> DESCRIPTION OF THE TASK
All records below must be retyped exactly.

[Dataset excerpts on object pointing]
-- Begin --

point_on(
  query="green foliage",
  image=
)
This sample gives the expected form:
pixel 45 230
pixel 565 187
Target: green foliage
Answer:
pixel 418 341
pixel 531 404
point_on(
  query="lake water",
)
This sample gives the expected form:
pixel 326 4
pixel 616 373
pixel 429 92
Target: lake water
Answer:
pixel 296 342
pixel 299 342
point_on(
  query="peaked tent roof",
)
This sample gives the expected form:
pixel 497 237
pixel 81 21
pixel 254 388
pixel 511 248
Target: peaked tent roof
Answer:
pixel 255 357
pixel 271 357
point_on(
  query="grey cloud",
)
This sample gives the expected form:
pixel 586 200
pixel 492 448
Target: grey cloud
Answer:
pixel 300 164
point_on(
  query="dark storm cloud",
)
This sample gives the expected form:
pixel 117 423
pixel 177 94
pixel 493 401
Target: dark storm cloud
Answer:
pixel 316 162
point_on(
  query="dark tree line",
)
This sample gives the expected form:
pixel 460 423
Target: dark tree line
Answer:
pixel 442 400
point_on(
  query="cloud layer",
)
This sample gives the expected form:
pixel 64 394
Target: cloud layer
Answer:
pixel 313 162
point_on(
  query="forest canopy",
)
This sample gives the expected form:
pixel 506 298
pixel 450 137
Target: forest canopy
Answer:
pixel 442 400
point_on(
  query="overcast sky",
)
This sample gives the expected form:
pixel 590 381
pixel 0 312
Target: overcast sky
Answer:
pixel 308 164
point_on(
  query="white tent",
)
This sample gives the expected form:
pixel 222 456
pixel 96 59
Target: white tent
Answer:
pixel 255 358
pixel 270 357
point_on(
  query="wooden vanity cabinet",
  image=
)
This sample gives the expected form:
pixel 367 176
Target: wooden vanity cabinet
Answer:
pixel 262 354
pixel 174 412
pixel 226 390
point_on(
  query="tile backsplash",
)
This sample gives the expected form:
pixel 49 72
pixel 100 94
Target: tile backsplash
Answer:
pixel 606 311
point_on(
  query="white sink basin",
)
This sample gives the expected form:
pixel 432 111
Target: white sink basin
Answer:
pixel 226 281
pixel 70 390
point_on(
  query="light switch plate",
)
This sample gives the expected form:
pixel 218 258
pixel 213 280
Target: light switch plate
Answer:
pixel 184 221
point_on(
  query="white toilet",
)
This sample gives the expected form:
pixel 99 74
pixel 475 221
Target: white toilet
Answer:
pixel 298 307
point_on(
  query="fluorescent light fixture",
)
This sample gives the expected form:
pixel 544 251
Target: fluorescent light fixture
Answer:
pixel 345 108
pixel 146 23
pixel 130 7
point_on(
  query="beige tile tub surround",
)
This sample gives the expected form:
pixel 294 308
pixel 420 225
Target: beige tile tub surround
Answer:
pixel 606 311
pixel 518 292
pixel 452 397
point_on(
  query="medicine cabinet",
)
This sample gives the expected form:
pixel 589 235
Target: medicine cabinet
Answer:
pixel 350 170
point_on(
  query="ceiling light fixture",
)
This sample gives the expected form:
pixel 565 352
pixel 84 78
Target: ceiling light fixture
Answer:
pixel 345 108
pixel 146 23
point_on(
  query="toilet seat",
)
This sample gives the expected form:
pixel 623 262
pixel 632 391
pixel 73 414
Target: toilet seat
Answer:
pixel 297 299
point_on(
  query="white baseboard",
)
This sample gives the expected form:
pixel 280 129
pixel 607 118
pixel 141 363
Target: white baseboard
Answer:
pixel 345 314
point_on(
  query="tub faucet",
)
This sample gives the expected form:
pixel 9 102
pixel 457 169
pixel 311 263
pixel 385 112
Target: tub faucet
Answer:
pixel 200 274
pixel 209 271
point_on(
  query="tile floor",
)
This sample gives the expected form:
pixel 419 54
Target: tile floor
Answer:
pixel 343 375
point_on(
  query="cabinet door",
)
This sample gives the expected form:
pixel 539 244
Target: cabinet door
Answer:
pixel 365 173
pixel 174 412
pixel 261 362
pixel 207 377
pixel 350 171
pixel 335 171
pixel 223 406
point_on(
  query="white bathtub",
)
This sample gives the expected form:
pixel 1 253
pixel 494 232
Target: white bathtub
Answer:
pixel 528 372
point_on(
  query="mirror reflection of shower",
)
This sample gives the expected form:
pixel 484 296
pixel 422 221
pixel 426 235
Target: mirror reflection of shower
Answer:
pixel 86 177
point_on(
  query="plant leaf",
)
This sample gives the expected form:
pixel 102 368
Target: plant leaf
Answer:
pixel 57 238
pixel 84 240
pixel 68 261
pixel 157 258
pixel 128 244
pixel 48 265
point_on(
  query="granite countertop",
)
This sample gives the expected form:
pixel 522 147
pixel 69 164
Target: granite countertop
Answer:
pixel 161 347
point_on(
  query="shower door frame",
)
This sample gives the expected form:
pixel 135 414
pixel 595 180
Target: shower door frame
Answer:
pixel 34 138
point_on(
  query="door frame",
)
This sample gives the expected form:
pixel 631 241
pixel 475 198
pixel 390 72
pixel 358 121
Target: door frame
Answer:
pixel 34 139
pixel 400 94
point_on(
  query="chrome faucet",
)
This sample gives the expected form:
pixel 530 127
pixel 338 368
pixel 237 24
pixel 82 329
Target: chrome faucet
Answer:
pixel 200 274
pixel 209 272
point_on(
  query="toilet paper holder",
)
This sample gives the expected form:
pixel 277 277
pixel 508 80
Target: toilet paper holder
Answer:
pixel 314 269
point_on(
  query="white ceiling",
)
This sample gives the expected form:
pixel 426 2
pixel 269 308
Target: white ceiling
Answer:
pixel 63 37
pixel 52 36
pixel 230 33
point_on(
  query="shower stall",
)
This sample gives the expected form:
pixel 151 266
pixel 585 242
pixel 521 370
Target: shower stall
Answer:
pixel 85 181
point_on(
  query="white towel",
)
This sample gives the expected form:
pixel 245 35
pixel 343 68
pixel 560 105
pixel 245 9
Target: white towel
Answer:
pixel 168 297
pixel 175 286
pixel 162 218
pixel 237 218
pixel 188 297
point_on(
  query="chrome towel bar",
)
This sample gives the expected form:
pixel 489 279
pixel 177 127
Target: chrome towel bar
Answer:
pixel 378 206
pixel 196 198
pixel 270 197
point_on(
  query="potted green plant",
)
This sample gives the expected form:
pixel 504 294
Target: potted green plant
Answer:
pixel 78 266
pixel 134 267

-- End --

> TASK RESULT
point_on(
  query="green foliage",
  image=
)
This sample gives the expected form:
pixel 45 230
pixel 565 187
Target: green foliage
Answer:
pixel 418 341
pixel 531 404
point_on(
  query="lake water",
)
This sample gives the expected form:
pixel 326 4
pixel 616 373
pixel 429 92
Target: lake water
Answer:
pixel 296 342
pixel 299 342
point_on(
  query="peaked tent roof",
)
This sample gives the expected form:
pixel 497 237
pixel 81 21
pixel 254 388
pixel 511 248
Target: peaked tent roof
Answer:
pixel 255 357
pixel 271 357
point_on(
  query="grey cloud",
)
This sample gives the expected form:
pixel 586 200
pixel 492 448
Target: grey cloud
Answer:
pixel 300 164
point_on(
  query="dark storm cloud",
)
This sample gives the expected form:
pixel 117 423
pixel 177 94
pixel 493 401
Target: dark storm cloud
Answer:
pixel 316 162
point_on(
  query="dark tree line",
)
This sample gives the expected form:
pixel 460 423
Target: dark tree line
Answer:
pixel 442 400
point_on(
  query="cloud layer",
)
This sample gives the expected form:
pixel 64 394
Target: cloud layer
Answer:
pixel 313 162
point_on(
  query="forest canopy",
)
This sample gives the expected form:
pixel 506 298
pixel 450 137
Target: forest canopy
Answer:
pixel 442 400
point_on(
  query="overcast sky",
)
This sample gives the expected form:
pixel 590 381
pixel 0 312
Target: overcast sky
Answer:
pixel 308 164
point_on(
  query="white tent",
)
This sample gives the expected form:
pixel 222 456
pixel 96 59
Target: white tent
Answer:
pixel 255 358
pixel 270 357
point_on(
  query="wooden vanity cabinet",
  image=
)
This sample gives the expected form:
pixel 367 176
Target: wooden vanity cabinet
Answer:
pixel 262 354
pixel 174 412
pixel 226 390
point_on(
  query="tile backsplash",
)
This sample gives the expected form:
pixel 49 72
pixel 100 94
Target: tile backsplash
Answer:
pixel 606 311
point_on(
  query="white sink basin",
)
This sample gives the expected form:
pixel 432 111
Target: white sink basin
Answer:
pixel 226 281
pixel 70 390
point_on(
  query="light switch plate",
)
This sample gives the expected form:
pixel 218 258
pixel 213 280
Target: light switch plate
Answer:
pixel 184 221
point_on(
  query="white toilet",
)
This sample gives the expected form:
pixel 99 74
pixel 475 221
Target: white toilet
Answer:
pixel 298 307
point_on(
  query="fluorescent light fixture",
)
This sample gives the expected form:
pixel 544 251
Target: fluorescent light fixture
Answer:
pixel 345 108
pixel 146 23
pixel 130 7
point_on(
  query="beige tile tub surround",
)
This sample gives the expected form:
pixel 294 308
pixel 420 225
Target: beige tile tub surround
Answer:
pixel 606 311
pixel 518 292
pixel 452 397
point_on(
  query="medicine cabinet",
)
This sample gives the expected form:
pixel 589 235
Target: medicine cabinet
Answer:
pixel 350 170
point_on(
  query="ceiling light fixture",
)
This sample gives the expected form:
pixel 565 352
pixel 84 78
Target: ceiling light fixture
Answer:
pixel 345 108
pixel 146 23
point_on(
  query="toilet seat",
)
This sample gives the expected form:
pixel 623 262
pixel 632 391
pixel 73 414
Target: toilet seat
Answer:
pixel 297 299
point_on(
  query="white baseboard",
)
This sample gives the expected form:
pixel 280 129
pixel 607 118
pixel 141 363
Target: white baseboard
Answer:
pixel 345 314
point_on(
  query="tub faucet",
)
This sample gives the expected form:
pixel 9 102
pixel 457 169
pixel 311 263
pixel 385 112
Target: tub faucet
Answer:
pixel 200 274
pixel 209 271
point_on(
  query="tile floor",
)
This sample gives the expected form:
pixel 419 54
Target: tile floor
Answer:
pixel 343 375
point_on(
  query="cabinet door",
)
This sample gives the expected form:
pixel 539 244
Target: cabinet door
Answer:
pixel 365 173
pixel 174 412
pixel 261 362
pixel 207 377
pixel 350 171
pixel 335 171
pixel 223 406
point_on(
  query="white bathtub",
)
This sample gives the expected form:
pixel 1 253
pixel 494 232
Target: white bathtub
Answer:
pixel 528 372
point_on(
  query="mirror reflection of shower",
)
This sample gives the expected form:
pixel 484 296
pixel 422 221
pixel 426 235
Target: mirror reflection of shower
Answer:
pixel 86 177
point_on(
  query="plant leaf",
)
This sample gives the expected form:
pixel 102 368
Target: plant leaf
Answer:
pixel 57 238
pixel 84 240
pixel 68 261
pixel 157 258
pixel 128 244
pixel 48 265
point_on(
  query="granite countertop",
)
This sample gives the expected form:
pixel 522 147
pixel 69 164
Target: granite countertop
Answer:
pixel 161 347
point_on(
  query="shower door frame",
)
This sample gives the expected form:
pixel 135 414
pixel 595 180
Target: shower door frame
Answer:
pixel 34 138
point_on(
  query="door frame",
)
This sample gives the expected form:
pixel 631 241
pixel 475 198
pixel 390 72
pixel 358 121
Target: door frame
Answer:
pixel 34 139
pixel 400 94
point_on(
  query="chrome faucet",
)
This sample gives the expected form:
pixel 530 127
pixel 338 368
pixel 237 24
pixel 82 329
Target: chrome faucet
Answer:
pixel 200 274
pixel 209 272
point_on(
  query="toilet paper holder",
)
This sample gives the expected form:
pixel 277 277
pixel 508 80
Target: toilet paper holder
Answer:
pixel 314 269
point_on(
  query="white ceiling",
)
This sample gives the expected form:
pixel 426 2
pixel 269 308
Target: white ceiling
Answer:
pixel 63 37
pixel 52 36
pixel 230 33
point_on(
  query="shower stall",
)
This sample gives the expected form:
pixel 151 266
pixel 585 242
pixel 521 370
Target: shower stall
Answer:
pixel 85 181
point_on(
  query="white towel",
)
This sample gives the expected form:
pixel 245 35
pixel 343 68
pixel 560 105
pixel 245 9
Target: white towel
Answer:
pixel 168 297
pixel 175 286
pixel 162 218
pixel 237 218
pixel 188 297
point_on(
  query="chrome towel bar",
)
This sample gives the expected form:
pixel 489 279
pixel 177 127
Target: chrome towel bar
Answer:
pixel 378 206
pixel 196 198
pixel 270 197
point_on(
  query="potted green plant",
)
This sample gives the expected form:
pixel 504 294
Target: potted green plant
Answer:
pixel 78 266
pixel 134 267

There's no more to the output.